This sounds like a kind of hip-hop concerto for cello at times; other times it exudes the dynamic rock guitar of Gene's in tandem with the cello and electronica.
It is music of a piece, a music unified in an unexpected and unprecidented way. It will not be for everyone. But those who are willing to leave preconceptions behind will find a very stimulating program of music. Go on a different sort of trip with this one. You will find the ride both fun and musically rich.
Thursday, September 8, 2011
Heinz Holliger's New Recording of Bach's Concertos and Sinfoniettas for Oboe Satisfies
The prospect of Heinz Holliger playing Bach's Concertos and Sinfoniettas for Oboe (ECM New Series) sounded quite promising to me when I heard of its release. After listening a number of times I must say it fully lives up to my expectations. You get ECM's fully resonant acoustics and you get a fully consistent approach to the music, thanks to Holliger's ravishing tone and execution and the sweetly sonorous Camerata Bern, conducted with feeling and exacting attention to detail by Erich Hobarth, who also plays the violin solo part in the Double Concerto for Violin and Oboe.

----

*YOUR GOAL*.
Return the portion of the music review between "It is music" and "and musically rich.", inclusive, copied word for word.

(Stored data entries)
----

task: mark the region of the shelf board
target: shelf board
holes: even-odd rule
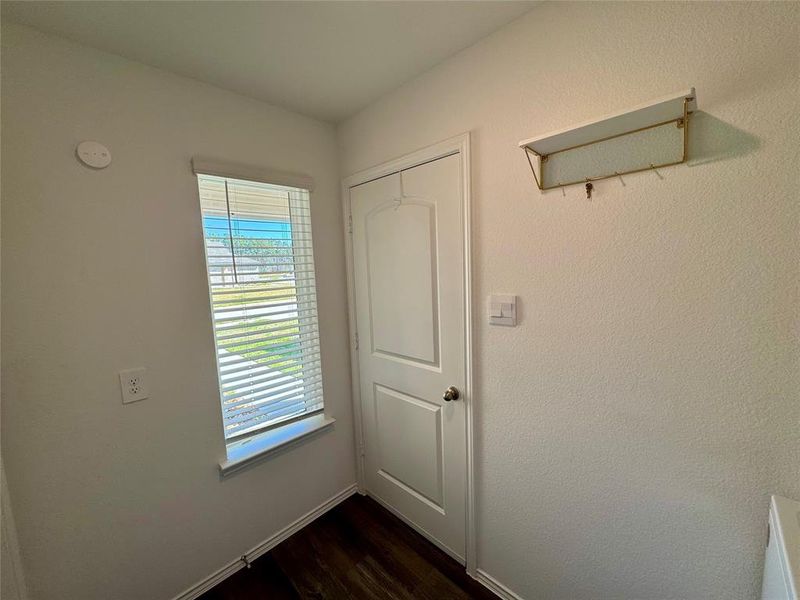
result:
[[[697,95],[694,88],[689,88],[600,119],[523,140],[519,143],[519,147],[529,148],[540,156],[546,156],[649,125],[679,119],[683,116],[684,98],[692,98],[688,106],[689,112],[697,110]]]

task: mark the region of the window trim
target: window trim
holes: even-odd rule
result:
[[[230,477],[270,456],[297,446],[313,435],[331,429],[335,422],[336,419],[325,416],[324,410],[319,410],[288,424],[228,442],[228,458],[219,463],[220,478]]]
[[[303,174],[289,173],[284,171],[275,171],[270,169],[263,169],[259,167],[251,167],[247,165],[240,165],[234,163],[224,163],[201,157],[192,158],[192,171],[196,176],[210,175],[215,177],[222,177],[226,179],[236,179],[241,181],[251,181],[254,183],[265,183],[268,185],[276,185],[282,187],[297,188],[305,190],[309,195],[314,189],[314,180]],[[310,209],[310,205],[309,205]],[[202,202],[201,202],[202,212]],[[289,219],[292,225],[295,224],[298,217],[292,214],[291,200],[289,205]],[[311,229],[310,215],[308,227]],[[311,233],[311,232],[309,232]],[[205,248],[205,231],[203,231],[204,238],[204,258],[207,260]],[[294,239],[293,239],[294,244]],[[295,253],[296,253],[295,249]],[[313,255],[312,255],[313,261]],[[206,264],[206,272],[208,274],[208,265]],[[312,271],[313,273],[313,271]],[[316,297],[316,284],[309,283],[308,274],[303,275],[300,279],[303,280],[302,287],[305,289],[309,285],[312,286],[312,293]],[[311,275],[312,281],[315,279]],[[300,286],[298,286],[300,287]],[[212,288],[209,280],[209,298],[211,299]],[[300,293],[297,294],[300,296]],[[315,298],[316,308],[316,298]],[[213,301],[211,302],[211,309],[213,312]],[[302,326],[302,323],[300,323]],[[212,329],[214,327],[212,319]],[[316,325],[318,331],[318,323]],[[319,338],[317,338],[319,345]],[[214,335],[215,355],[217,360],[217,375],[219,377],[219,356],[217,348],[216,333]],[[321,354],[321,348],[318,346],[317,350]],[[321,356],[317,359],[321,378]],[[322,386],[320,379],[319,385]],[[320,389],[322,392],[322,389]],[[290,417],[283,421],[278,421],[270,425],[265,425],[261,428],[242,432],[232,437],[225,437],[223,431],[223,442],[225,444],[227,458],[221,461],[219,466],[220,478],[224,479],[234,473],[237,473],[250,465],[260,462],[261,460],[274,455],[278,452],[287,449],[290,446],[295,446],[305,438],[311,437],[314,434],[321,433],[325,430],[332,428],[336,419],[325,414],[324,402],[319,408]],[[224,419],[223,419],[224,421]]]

----

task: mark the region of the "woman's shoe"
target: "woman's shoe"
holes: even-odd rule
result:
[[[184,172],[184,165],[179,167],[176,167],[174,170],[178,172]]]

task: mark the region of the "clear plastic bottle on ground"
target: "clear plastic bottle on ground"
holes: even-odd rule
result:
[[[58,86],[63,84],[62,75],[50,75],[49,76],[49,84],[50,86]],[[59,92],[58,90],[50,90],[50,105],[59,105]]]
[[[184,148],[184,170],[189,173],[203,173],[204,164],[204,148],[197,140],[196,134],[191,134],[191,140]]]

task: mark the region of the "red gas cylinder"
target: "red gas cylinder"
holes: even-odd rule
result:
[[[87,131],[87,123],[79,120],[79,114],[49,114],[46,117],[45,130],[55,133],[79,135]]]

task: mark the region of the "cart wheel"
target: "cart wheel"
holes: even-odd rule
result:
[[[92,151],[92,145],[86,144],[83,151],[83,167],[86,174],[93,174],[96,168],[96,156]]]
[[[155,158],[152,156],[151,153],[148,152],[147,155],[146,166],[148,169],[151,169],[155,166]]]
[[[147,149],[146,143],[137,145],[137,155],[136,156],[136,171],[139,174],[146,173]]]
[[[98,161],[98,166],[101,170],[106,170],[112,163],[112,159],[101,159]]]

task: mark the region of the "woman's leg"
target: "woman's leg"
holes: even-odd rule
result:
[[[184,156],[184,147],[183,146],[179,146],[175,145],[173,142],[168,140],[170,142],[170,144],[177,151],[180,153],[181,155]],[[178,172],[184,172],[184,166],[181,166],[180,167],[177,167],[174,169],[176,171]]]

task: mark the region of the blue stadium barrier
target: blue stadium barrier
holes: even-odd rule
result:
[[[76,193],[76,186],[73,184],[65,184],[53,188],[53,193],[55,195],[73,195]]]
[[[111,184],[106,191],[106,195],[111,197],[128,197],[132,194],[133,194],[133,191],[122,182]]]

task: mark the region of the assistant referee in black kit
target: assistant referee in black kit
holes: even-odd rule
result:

----

*RESPONSE BOX*.
It is music of a piece, a music unified in an unexpected and unprecidented way. It will not be for everyone. But those who are willing to leave preconceptions behind will find a very stimulating program of music. Go on a different sort of trip with this one. You will find the ride both fun and musically rich.